------ Data to examine
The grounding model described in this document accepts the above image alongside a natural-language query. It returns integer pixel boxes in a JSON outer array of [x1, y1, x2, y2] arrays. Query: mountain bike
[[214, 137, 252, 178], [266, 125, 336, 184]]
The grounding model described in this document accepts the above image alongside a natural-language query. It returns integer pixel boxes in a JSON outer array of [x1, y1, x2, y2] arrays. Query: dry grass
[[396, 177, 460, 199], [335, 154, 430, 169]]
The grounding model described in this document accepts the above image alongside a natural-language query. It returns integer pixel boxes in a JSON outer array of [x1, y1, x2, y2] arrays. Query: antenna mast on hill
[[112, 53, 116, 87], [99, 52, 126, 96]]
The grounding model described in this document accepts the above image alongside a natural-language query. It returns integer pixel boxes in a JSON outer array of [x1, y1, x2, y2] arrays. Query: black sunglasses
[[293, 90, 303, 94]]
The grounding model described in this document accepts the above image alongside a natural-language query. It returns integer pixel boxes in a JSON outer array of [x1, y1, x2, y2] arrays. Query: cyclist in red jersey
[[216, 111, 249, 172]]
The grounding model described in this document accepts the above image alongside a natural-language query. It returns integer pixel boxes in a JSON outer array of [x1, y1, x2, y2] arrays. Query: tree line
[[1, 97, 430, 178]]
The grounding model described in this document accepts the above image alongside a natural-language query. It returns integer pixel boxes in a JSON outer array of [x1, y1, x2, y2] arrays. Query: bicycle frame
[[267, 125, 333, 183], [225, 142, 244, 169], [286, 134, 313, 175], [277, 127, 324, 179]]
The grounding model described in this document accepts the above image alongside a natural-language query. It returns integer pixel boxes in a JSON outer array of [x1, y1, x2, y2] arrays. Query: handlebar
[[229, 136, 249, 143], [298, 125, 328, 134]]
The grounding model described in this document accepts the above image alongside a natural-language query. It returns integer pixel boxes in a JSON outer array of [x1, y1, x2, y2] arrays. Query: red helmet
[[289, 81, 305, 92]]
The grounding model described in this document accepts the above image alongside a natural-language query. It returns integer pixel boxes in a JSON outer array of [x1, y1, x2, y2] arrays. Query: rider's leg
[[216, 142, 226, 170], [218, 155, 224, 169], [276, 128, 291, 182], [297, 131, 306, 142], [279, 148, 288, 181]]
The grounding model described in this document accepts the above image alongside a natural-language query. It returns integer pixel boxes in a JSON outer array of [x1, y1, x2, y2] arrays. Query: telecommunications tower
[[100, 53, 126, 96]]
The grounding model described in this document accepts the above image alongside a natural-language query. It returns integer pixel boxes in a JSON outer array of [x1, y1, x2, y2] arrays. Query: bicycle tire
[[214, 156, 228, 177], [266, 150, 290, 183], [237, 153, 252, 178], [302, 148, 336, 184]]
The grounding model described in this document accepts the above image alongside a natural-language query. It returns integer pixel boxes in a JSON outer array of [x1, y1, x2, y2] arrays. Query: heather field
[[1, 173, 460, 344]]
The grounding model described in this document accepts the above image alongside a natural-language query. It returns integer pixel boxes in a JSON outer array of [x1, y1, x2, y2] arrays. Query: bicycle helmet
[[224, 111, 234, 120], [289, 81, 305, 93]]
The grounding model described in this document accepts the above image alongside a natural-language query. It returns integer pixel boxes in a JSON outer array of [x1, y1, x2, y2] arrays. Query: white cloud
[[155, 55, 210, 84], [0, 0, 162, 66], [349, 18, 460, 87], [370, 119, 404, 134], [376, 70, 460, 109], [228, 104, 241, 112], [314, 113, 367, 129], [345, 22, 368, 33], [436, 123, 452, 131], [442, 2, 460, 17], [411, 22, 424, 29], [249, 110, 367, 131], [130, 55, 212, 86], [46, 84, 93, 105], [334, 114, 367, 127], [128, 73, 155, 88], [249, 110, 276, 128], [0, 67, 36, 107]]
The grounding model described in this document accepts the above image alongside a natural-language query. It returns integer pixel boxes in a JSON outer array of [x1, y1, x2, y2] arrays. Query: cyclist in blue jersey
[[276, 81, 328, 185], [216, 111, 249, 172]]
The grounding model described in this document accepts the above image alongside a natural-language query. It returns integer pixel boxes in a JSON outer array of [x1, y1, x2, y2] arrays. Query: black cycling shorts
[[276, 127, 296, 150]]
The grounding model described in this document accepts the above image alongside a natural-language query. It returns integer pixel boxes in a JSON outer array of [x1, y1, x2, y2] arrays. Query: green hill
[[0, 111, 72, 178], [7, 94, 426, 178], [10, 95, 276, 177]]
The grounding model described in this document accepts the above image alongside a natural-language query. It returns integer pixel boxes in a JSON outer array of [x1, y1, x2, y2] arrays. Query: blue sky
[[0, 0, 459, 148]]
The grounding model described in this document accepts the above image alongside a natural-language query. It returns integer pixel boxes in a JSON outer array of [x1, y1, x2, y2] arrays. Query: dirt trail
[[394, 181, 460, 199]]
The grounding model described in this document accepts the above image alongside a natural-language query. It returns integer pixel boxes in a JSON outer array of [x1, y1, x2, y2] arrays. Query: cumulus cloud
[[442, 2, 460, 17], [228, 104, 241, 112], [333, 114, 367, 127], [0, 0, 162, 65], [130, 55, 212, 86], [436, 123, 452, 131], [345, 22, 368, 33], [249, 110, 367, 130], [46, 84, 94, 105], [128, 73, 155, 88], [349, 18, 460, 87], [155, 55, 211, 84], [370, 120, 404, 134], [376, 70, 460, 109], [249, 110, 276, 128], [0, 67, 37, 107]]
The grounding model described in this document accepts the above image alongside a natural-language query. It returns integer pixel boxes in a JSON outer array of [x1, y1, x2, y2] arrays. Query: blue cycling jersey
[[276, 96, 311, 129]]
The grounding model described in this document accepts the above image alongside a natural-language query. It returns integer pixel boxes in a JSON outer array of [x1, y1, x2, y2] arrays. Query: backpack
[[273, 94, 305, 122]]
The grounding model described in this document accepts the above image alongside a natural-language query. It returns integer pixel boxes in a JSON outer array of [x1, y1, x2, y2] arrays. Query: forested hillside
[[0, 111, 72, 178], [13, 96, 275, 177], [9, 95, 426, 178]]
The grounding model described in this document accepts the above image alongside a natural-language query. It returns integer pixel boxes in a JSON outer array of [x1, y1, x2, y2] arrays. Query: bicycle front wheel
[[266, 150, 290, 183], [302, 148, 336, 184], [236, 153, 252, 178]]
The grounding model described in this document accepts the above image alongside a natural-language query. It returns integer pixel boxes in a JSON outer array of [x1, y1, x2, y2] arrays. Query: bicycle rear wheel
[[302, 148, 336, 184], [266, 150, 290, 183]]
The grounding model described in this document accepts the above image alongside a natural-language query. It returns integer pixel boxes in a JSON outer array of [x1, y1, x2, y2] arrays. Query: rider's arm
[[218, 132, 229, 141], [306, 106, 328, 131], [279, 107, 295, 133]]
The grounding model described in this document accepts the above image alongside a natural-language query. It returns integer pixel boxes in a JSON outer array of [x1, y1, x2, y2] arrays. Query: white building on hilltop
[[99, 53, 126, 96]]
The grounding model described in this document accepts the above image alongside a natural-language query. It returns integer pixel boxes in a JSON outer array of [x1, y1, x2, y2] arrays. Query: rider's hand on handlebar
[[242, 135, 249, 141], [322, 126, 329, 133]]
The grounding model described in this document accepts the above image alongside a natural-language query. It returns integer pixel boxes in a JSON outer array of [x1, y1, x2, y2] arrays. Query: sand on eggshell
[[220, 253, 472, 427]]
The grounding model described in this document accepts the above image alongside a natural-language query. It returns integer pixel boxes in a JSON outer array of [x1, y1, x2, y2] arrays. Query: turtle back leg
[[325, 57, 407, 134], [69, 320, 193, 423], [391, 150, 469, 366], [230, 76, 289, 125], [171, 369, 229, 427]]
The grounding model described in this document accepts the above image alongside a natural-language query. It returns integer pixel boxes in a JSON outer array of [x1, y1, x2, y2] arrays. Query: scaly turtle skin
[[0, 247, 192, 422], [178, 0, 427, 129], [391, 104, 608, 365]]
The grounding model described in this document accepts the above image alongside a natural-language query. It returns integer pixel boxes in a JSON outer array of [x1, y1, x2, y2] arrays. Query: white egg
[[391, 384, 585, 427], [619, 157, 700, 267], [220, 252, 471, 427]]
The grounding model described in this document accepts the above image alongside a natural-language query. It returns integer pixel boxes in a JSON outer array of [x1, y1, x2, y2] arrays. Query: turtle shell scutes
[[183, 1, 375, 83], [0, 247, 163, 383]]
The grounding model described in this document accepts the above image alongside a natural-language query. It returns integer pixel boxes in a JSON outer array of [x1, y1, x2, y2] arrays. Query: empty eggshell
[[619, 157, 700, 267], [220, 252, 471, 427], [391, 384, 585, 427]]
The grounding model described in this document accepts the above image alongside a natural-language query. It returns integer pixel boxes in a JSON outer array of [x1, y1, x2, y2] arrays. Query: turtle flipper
------------
◆ **About this task**: The line with "Query: empty eggshell" and all lines after it through the end of the data above: write these out exactly and add nothing.

◆ **Response**:
The grounding model described in this document accepts the above image alongside a natural-language query. It returns integer pixel boxes in a JSON outer array of [x1, y1, x2, y2] arrays. Query: empty eggshell
[[619, 157, 700, 267], [220, 252, 471, 427], [391, 384, 585, 427]]
The grounding model described in this document accepts the above image alongside a natural-language query. It returns integer pixel boxes in a JSON outer array of [x1, y1, x2, y2] arrays. Query: turtle flipper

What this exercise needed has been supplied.